DIRECTIONS FOR THIS TASK: Copy out the listing below line for line, reproducing every character without change.

• • •

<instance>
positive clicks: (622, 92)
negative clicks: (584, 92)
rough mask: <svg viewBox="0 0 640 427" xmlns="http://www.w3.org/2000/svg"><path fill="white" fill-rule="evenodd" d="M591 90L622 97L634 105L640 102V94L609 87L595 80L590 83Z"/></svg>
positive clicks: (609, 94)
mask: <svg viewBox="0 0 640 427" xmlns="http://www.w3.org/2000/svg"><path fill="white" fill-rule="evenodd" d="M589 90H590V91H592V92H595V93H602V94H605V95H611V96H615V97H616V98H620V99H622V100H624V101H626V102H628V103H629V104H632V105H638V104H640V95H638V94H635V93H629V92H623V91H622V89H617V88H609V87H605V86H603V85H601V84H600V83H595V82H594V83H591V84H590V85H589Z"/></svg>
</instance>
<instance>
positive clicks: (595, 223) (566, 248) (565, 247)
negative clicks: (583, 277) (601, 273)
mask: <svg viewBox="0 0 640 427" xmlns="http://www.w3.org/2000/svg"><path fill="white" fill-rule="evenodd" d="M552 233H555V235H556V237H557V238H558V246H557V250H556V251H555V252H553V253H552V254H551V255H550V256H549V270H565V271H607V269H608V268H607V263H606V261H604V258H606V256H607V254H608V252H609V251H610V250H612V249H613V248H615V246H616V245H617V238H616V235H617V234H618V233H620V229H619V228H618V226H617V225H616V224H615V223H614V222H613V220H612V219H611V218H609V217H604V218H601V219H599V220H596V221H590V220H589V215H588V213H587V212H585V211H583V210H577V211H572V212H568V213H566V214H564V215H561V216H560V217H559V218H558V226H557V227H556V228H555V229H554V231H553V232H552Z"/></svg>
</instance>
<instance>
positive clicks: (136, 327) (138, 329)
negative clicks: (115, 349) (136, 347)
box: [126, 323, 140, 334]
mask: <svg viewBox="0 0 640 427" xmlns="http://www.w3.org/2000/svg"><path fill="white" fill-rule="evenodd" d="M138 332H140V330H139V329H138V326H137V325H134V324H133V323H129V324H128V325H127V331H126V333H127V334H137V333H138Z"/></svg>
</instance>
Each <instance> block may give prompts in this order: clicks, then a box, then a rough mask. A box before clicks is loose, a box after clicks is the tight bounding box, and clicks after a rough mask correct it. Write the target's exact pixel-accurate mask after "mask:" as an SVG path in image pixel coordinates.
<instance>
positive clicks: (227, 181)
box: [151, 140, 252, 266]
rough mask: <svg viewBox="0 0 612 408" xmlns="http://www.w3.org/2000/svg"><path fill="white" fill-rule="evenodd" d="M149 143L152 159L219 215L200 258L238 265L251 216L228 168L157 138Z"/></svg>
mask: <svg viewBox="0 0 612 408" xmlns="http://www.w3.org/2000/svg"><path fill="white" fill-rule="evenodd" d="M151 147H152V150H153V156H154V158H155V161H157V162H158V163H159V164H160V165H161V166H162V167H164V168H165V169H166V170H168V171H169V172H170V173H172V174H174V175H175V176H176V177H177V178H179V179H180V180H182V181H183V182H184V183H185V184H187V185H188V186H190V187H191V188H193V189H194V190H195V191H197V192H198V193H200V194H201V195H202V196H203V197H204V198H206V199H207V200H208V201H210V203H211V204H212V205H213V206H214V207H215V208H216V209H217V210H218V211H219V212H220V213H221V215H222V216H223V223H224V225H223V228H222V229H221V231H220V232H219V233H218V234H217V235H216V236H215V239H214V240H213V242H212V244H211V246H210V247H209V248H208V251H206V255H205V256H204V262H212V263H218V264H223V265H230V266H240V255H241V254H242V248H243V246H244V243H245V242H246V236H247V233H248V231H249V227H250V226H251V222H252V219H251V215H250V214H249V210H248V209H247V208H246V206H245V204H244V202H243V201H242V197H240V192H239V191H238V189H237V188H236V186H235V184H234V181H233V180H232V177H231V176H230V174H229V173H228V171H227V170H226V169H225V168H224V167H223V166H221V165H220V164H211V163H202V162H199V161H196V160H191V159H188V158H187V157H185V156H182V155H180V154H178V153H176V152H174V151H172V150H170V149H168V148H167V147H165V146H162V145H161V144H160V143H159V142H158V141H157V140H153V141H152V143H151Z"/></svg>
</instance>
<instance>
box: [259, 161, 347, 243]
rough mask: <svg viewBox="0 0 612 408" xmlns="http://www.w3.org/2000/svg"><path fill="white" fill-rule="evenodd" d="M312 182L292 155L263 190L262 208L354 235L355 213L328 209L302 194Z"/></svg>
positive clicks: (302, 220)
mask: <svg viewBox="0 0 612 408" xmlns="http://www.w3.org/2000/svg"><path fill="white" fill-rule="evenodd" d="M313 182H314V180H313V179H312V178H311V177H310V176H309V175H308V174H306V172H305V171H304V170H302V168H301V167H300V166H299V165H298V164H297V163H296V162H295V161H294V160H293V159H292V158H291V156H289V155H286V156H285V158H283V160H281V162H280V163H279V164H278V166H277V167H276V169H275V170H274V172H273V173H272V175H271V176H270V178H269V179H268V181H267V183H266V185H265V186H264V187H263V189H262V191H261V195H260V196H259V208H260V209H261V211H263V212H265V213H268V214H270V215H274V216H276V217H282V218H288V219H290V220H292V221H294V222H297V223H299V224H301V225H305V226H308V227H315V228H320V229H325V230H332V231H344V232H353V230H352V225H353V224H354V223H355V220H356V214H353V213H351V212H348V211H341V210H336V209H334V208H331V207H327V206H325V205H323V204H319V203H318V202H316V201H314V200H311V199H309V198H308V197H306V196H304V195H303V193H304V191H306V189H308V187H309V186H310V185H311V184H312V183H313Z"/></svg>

• • •

SOLUTION TO THIS TASK:
<instance>
positive clicks: (622, 92)
negative clicks: (584, 92)
rough mask: <svg viewBox="0 0 640 427" xmlns="http://www.w3.org/2000/svg"><path fill="white" fill-rule="evenodd" d="M591 90L622 97L634 105L640 102V94L609 87L595 80L590 83Z"/></svg>
positive clicks: (609, 94)
mask: <svg viewBox="0 0 640 427" xmlns="http://www.w3.org/2000/svg"><path fill="white" fill-rule="evenodd" d="M589 90H590V91H592V92H595V93H602V94H605V95H611V96H615V97H616V98H620V99H622V100H624V101H626V102H628V103H629V104H632V105H638V104H640V95H638V94H635V93H629V92H623V91H622V89H617V88H609V87H605V86H603V85H601V84H600V83H595V82H594V83H591V84H590V85H589Z"/></svg>
</instance>
<instance>
positive clicks: (595, 223) (566, 248) (565, 247)
negative clicks: (583, 277) (601, 273)
mask: <svg viewBox="0 0 640 427" xmlns="http://www.w3.org/2000/svg"><path fill="white" fill-rule="evenodd" d="M552 233H555V235H556V237H557V238H558V246H557V250H556V251H555V252H553V253H552V254H551V255H550V256H549V270H565V271H607V269H608V268H607V263H606V261H604V258H606V256H607V254H608V252H609V251H610V250H612V249H613V248H615V246H616V245H617V238H616V235H617V234H618V233H620V229H619V228H618V226H617V225H616V224H615V223H614V222H613V220H612V219H611V218H609V217H604V218H601V219H599V220H596V221H590V220H589V215H588V213H587V212H585V211H583V210H577V211H572V212H568V213H566V214H564V215H561V216H560V217H559V218H558V226H557V227H556V228H555V229H554V231H553V232H552Z"/></svg>
</instance>
<instance>
positive clicks: (136, 327) (138, 329)
negative clicks: (115, 349) (136, 347)
box: [126, 323, 140, 334]
mask: <svg viewBox="0 0 640 427" xmlns="http://www.w3.org/2000/svg"><path fill="white" fill-rule="evenodd" d="M138 332H140V330H139V329H138V326H137V325H134V324H133V323H129V324H128V325H127V331H126V333H127V334H137V333H138Z"/></svg>
</instance>
Each <instance> block may give prompts in this order: clicks, then a box, then a rough mask. A box before clicks is loose, a box after clicks is the tight bounding box, and clicks after a rough mask correct it. Write the target's exact pixel-accurate mask after "mask:" as an SVG path in image pixel coordinates.
<instance>
positive clicks: (227, 181)
box: [151, 140, 252, 266]
rough mask: <svg viewBox="0 0 612 408" xmlns="http://www.w3.org/2000/svg"><path fill="white" fill-rule="evenodd" d="M149 143L152 159L219 215L200 258L238 265L251 216L228 168L157 138Z"/></svg>
mask: <svg viewBox="0 0 612 408" xmlns="http://www.w3.org/2000/svg"><path fill="white" fill-rule="evenodd" d="M151 147H152V150H153V156H154V158H155V161H157V162H158V163H159V164H160V165H161V166H162V167H164V168H165V169H166V170H168V171H169V172H170V173H172V174H174V175H175V176H176V177H177V178H179V179H180V180H182V181H183V182H184V183H185V184H187V185H188V186H190V187H191V188H193V189H194V190H195V191H197V192H198V193H200V194H201V195H202V196H203V197H204V198H206V199H207V200H208V201H210V203H211V204H212V205H213V206H214V207H215V208H216V209H217V210H218V211H219V212H220V213H221V215H222V216H223V223H224V225H223V228H222V229H221V231H220V232H219V233H218V234H217V235H216V236H215V239H214V240H213V242H212V244H211V246H210V247H209V248H208V251H206V255H205V256H204V262H212V263H218V264H223V265H230V266H240V255H241V254H242V248H243V246H244V243H245V242H246V236H247V233H248V231H249V227H250V226H251V222H252V219H251V215H250V214H249V210H248V209H247V208H246V206H245V204H244V202H243V201H242V197H240V192H239V191H238V189H237V188H236V186H235V184H234V181H233V180H232V177H231V176H230V174H229V173H228V171H227V170H226V169H225V168H224V167H223V166H221V165H220V164H211V163H202V162H199V161H196V160H191V159H188V158H187V157H185V156H182V155H180V154H178V153H176V152H174V151H172V150H170V149H168V148H167V147H165V146H162V145H161V144H160V143H159V142H158V141H157V140H153V141H152V143H151Z"/></svg>
</instance>
<instance>
box: [259, 161, 347, 243]
rough mask: <svg viewBox="0 0 612 408" xmlns="http://www.w3.org/2000/svg"><path fill="white" fill-rule="evenodd" d="M312 182L292 155L263 190L262 208L354 235L355 213L328 209L302 194Z"/></svg>
positive clicks: (302, 220)
mask: <svg viewBox="0 0 612 408" xmlns="http://www.w3.org/2000/svg"><path fill="white" fill-rule="evenodd" d="M313 182H314V180H313V179H312V178H311V177H310V176H309V175H308V174H306V172H305V171H304V170H302V168H301V167H300V166H299V165H298V164H297V163H296V162H295V161H294V160H293V159H292V158H291V156H289V155H286V156H285V158H283V160H281V162H280V163H279V164H278V166H277V167H276V169H275V170H274V172H273V173H272V175H271V176H270V178H269V179H268V181H267V183H266V185H265V186H264V187H263V189H262V191H261V195H260V196H259V208H260V209H261V211H263V212H265V213H268V214H270V215H274V216H276V217H282V218H288V219H290V220H292V221H294V222H297V223H299V224H301V225H305V226H308V227H315V228H320V229H325V230H332V231H344V232H353V230H352V225H353V224H354V223H355V220H356V214H353V213H351V212H348V211H341V210H336V209H334V208H331V207H327V206H325V205H323V204H319V203H318V202H316V201H314V200H311V199H309V198H308V197H306V196H304V195H303V193H304V191H306V189H308V187H309V186H310V185H311V184H312V183H313Z"/></svg>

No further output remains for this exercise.